### REQUIRED WORK:
Show every line of the items below that contains the string "person". Case matters, so match that capitalization only.

--- BEGIN RECORDS SHOWN ---

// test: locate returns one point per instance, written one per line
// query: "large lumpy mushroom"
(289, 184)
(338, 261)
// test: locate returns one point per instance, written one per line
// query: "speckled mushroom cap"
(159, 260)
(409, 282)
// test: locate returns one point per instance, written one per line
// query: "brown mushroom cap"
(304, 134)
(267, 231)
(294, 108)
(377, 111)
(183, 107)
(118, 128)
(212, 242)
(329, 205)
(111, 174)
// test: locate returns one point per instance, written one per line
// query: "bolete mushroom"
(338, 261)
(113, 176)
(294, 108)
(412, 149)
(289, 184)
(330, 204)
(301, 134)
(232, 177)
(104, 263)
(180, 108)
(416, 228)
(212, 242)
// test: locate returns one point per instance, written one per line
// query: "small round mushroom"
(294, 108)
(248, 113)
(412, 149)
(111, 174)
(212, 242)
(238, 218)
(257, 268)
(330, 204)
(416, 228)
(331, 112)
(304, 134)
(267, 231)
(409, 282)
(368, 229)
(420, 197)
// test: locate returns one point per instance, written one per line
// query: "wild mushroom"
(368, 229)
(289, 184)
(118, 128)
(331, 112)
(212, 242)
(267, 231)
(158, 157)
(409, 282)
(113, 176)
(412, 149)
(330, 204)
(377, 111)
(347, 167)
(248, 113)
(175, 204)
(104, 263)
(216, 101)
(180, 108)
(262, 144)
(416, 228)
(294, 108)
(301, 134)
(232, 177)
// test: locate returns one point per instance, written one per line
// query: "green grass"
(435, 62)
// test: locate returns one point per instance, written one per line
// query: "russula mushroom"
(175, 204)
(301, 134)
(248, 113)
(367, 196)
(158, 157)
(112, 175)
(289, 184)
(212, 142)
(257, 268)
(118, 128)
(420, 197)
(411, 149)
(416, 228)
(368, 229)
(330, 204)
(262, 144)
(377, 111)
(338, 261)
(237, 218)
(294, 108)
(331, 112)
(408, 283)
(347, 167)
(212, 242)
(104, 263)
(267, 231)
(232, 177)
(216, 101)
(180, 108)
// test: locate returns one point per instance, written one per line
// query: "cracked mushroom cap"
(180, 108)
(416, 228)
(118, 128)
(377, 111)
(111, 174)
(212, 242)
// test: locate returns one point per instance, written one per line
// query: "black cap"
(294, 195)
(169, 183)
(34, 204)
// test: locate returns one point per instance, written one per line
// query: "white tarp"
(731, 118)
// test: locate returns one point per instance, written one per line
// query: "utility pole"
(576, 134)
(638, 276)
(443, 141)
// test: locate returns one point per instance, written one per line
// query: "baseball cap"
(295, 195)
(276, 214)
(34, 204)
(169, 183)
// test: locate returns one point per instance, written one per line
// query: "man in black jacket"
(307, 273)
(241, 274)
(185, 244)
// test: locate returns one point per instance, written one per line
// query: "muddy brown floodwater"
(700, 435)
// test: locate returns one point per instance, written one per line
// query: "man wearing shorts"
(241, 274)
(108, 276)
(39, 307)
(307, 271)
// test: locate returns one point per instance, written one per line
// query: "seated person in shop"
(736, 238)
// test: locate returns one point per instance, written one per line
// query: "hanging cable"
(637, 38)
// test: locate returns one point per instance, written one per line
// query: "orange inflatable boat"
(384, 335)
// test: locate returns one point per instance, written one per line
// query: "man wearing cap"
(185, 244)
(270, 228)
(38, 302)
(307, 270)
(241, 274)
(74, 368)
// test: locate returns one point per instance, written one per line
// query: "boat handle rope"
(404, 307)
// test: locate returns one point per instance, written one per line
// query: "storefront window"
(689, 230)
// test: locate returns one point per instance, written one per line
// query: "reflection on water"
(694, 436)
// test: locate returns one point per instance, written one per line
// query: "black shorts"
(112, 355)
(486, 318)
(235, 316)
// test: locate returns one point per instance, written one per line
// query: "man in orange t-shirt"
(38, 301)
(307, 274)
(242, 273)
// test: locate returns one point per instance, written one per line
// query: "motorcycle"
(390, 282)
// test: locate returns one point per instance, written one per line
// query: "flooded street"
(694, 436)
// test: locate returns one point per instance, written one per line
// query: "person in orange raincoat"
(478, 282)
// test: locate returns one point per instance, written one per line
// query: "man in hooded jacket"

--- END RECORDS SHOWN ---

### FINISHED TASK:
// query: "seated person in shop"
// query: "person in orange raincoat"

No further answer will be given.